***** AVAILABLE DATA *****
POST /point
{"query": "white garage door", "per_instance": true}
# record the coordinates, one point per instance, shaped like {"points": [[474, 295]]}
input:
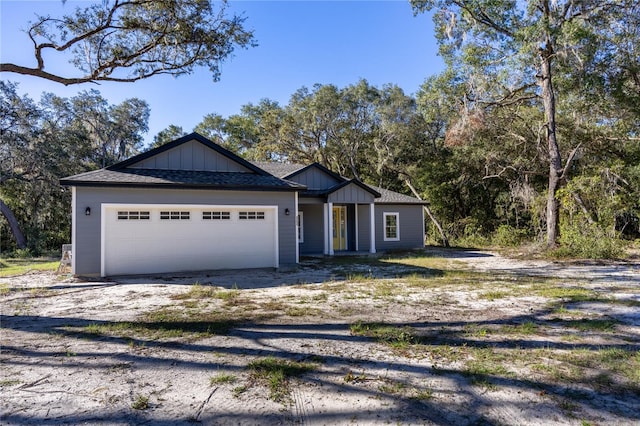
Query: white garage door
*****
TASK BRIEF
Copy the data above line for line, leaving out the picture.

FULL OUTPUT
POST /point
{"query": "white garage door", "per_instance": true}
# record the coordinates, one point per instance, shaped like {"points": [[474, 295]]}
input:
Query: white garage door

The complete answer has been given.